DIRECTIVE:
Can you rewrite the lines from the one containing "Is the gold" up to and including the one containing "[274,274,337,316]" as a JSON list of strings, one string per line, with blank lines left out?

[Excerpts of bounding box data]
▶

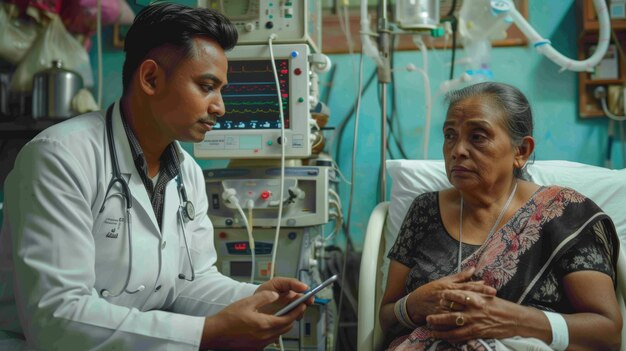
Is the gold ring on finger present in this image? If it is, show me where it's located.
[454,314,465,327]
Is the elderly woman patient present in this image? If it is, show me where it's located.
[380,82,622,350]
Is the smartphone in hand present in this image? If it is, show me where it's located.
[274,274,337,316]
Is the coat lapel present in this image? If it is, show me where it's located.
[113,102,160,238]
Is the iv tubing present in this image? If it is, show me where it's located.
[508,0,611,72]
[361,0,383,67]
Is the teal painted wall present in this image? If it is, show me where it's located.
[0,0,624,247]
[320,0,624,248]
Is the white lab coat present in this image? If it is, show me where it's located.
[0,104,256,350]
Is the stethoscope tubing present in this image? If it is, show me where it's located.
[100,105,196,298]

◀
▶

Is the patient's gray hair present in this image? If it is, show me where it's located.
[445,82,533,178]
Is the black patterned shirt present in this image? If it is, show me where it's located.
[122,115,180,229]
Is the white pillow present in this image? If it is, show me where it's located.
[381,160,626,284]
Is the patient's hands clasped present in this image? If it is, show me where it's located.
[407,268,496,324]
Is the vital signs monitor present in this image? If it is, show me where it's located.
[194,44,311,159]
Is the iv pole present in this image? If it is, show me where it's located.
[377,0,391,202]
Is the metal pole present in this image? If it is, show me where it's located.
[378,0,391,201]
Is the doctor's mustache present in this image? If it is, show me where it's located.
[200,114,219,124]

◀

TASK RESPONSE:
[
  "Is the gold ring on finger present in this image? If it is, show me where it's located.",
  "[454,314,465,327]",
  "Is the elderly woman patient present in this image? If it is, show me where it's located.",
  "[380,82,622,350]",
  "Is the smartphone in hand present in this image? If it is, show me where it's located.",
  "[274,274,337,316]"
]